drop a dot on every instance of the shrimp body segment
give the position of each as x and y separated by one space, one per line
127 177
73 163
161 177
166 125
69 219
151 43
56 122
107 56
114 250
__________
WORK ITEM ->
Exactly and only the lines from the line containing "give the position" through the last line of the entries should be copied, both ends included.

EXPECTED OUTPUT ->
give the position of each as x and y separated by one space, one per line
127 177
73 163
161 177
166 125
69 219
151 43
56 122
107 56
114 250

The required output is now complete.